> Challenge: Rewrite everything from the start of the items down through the line containing "M 101 104 L 78 104 L 78 120 L 99 120 Z" as a JSON list of strings, with one string per line and blank lines left out.

— Begin Dataset rows —

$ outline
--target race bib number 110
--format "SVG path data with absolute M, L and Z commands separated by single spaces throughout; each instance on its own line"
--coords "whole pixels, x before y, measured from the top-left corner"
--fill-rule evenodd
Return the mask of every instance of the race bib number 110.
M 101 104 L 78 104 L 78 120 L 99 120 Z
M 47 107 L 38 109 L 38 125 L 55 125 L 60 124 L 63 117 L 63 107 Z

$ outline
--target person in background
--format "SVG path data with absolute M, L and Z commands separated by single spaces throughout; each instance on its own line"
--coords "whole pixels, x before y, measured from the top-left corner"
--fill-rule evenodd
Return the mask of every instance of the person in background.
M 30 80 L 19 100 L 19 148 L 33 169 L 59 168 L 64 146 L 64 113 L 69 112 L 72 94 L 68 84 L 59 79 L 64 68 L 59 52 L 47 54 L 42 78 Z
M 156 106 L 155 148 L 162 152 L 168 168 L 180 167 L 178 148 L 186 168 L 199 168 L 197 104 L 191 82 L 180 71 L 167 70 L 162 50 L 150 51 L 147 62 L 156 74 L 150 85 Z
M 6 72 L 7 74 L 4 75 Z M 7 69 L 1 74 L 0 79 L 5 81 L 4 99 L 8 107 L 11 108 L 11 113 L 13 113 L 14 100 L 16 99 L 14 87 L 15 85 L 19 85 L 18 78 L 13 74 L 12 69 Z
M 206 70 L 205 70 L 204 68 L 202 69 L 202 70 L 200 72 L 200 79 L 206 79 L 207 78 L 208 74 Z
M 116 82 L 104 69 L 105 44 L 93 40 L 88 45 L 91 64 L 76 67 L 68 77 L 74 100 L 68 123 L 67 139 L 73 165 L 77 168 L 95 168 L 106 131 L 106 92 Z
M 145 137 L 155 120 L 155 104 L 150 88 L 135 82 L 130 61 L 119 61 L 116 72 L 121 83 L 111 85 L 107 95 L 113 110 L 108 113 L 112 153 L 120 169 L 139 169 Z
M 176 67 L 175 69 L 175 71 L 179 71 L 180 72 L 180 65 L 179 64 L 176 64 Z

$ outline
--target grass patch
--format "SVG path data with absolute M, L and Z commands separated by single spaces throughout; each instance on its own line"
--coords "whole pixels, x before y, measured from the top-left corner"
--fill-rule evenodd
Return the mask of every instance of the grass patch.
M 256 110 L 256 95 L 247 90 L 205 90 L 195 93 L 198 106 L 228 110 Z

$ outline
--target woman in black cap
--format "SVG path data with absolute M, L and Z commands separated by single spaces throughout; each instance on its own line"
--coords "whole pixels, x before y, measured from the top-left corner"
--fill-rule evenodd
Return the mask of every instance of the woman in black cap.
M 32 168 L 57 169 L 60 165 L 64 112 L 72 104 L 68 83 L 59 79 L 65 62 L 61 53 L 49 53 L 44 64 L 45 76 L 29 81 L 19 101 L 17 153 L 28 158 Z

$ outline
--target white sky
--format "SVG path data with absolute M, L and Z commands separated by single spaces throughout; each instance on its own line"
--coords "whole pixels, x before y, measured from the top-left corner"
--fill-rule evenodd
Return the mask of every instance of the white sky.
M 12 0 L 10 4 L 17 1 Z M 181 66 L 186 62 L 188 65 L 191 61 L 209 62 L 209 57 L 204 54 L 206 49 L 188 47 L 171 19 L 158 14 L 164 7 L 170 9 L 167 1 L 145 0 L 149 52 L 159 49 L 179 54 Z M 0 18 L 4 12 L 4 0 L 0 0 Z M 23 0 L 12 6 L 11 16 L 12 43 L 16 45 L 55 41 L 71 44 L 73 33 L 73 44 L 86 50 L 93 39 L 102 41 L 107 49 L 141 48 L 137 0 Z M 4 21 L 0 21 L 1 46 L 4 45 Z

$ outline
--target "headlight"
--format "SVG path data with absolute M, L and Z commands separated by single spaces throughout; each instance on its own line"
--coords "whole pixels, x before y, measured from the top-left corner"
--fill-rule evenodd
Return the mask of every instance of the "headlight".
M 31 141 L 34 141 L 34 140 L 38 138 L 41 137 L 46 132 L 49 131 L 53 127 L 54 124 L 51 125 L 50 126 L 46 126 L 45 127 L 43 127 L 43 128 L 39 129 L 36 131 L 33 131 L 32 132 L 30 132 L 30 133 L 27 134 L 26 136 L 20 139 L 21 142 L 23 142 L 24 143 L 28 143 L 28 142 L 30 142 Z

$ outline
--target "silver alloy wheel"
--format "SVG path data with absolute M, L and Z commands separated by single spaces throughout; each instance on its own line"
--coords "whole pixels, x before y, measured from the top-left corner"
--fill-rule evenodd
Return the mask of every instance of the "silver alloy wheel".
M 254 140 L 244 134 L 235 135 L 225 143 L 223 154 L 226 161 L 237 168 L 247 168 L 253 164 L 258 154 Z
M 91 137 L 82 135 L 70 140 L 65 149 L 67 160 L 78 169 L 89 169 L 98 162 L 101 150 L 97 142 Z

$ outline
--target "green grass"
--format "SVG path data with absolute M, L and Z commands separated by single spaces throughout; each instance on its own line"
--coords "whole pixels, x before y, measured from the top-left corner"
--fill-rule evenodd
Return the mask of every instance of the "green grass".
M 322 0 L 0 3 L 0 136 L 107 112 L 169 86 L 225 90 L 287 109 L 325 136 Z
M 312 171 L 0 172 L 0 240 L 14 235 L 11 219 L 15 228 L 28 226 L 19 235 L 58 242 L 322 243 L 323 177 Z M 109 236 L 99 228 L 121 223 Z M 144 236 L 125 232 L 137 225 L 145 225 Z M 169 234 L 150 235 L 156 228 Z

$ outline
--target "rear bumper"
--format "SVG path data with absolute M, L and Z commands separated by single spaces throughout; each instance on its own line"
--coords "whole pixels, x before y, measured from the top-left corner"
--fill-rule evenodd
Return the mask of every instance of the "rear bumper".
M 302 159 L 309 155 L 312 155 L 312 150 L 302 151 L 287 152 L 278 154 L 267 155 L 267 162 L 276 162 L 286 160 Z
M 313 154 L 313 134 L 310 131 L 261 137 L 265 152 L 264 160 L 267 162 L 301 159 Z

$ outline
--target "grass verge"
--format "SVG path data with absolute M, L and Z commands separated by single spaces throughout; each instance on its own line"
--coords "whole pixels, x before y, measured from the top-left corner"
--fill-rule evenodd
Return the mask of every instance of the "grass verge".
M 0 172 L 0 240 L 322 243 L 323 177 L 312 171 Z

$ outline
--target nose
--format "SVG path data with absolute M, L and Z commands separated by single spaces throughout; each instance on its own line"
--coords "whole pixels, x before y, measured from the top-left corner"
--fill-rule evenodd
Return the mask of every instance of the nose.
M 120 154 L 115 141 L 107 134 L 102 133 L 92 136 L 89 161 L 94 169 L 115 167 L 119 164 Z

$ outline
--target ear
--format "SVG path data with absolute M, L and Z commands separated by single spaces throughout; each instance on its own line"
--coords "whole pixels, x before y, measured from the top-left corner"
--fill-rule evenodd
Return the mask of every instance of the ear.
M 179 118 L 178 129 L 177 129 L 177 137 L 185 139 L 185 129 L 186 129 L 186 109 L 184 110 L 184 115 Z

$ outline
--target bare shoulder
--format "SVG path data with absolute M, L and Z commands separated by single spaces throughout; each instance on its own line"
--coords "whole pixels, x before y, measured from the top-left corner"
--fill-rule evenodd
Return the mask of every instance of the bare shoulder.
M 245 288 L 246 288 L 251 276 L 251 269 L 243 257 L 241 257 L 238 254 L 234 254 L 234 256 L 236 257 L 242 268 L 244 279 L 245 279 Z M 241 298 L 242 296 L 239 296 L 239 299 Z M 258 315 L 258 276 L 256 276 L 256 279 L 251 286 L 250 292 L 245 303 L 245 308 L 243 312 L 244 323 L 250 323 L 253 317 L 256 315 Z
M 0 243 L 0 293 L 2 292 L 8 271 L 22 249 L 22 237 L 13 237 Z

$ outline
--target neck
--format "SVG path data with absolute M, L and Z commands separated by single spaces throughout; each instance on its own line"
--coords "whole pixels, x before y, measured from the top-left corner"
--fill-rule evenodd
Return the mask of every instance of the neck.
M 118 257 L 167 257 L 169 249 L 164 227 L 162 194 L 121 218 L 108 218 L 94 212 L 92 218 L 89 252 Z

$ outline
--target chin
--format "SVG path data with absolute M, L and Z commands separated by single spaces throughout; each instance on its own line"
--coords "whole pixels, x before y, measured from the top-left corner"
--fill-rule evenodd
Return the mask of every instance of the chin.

— End Dataset rows —

> Solution below:
[
  "$ outline",
  "--target race bib number 110",
  "--format \"SVG path data with absolute M, L and Z commands separated by single spaces throughout; each instance on its own line\"",
  "--coords \"whole pixels, x before y, measured from the top-left corner\"",
  "--fill-rule evenodd",
  "Return the mask of every instance of the race bib number 110.",
  "M 101 104 L 78 104 L 78 120 L 99 120 Z"
]